What the task asks :: Reproduce word for word every line from the one containing "[mark] green grass" to the final line of the data below; omit the pictures.

Records to use ::
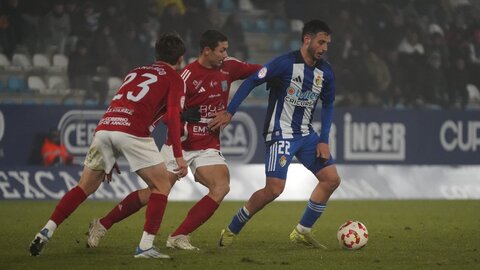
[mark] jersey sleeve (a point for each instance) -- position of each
(241, 70)
(175, 103)
(269, 71)
(328, 97)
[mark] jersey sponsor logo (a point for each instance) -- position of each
(182, 102)
(214, 95)
(460, 135)
(77, 128)
(213, 84)
(185, 74)
(262, 73)
(297, 79)
(115, 121)
(318, 80)
(373, 140)
(224, 86)
(300, 98)
(283, 161)
(239, 139)
(224, 72)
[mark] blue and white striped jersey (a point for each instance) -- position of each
(295, 89)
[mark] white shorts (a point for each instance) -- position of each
(107, 146)
(194, 159)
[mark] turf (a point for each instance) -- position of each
(403, 235)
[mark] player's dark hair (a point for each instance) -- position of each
(169, 48)
(315, 26)
(211, 38)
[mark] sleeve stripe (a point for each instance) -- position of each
(185, 74)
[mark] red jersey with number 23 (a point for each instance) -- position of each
(208, 89)
(148, 94)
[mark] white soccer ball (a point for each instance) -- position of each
(352, 235)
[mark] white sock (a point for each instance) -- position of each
(51, 227)
(302, 229)
(147, 241)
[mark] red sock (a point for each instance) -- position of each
(197, 215)
(67, 205)
(154, 214)
(130, 205)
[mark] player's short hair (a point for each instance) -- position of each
(169, 48)
(211, 38)
(315, 26)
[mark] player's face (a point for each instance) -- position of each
(317, 44)
(217, 56)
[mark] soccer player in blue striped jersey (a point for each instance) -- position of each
(298, 80)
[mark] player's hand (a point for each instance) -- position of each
(108, 176)
(323, 152)
(220, 120)
(182, 168)
(190, 115)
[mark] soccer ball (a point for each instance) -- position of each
(352, 235)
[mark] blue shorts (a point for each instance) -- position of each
(279, 155)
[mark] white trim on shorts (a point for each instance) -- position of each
(194, 159)
(108, 146)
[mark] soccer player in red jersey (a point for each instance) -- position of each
(208, 82)
(148, 94)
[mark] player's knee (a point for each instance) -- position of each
(219, 191)
(274, 191)
(334, 182)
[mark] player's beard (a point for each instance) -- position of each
(315, 56)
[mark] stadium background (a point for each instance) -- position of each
(407, 123)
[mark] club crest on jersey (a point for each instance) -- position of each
(262, 73)
(283, 161)
(224, 86)
(182, 102)
(318, 80)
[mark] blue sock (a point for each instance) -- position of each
(312, 213)
(239, 220)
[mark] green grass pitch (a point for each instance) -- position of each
(403, 235)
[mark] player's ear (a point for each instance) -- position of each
(307, 39)
(180, 62)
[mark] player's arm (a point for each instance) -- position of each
(327, 97)
(267, 72)
(240, 70)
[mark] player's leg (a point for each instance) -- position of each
(160, 182)
(127, 207)
(328, 181)
(100, 158)
(216, 179)
(278, 155)
(273, 188)
(89, 182)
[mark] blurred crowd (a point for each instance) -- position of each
(386, 53)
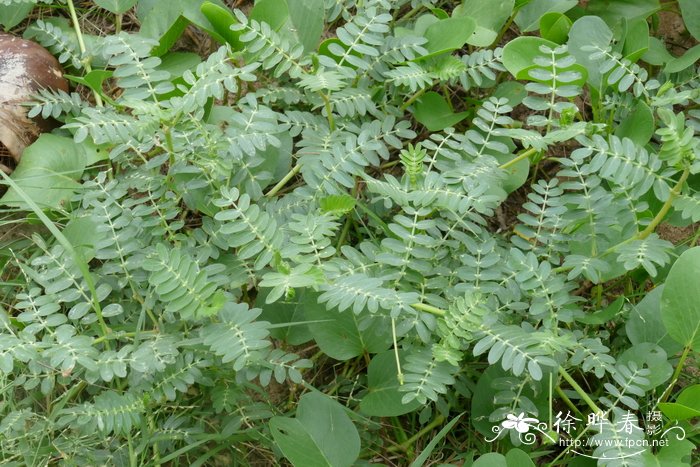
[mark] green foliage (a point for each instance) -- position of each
(472, 231)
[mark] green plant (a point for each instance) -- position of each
(213, 221)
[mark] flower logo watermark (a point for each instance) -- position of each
(599, 438)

Solution for this task ::
[mark] green grass pitch (a point for each instance) -- position of each
(403, 235)
[mark] player's ear (a point for each instance) -- position of each
(307, 39)
(180, 62)
[mark] player's arm (a point for each instance) -- position of each
(327, 97)
(267, 72)
(240, 70)
[mark] player's leg (a point for each instance) -- position of each
(160, 182)
(127, 207)
(328, 181)
(100, 158)
(216, 179)
(278, 155)
(273, 188)
(89, 182)
[mark] blurred crowd (a point for each instance) -- position of each
(386, 53)
[mark] green foliage (a point for each instance) -- position of each
(472, 231)
[mark] green plant (a point for each instance) -- position of each
(213, 221)
[mark] flower logo watermark (a point for each instance) -- position of each
(599, 438)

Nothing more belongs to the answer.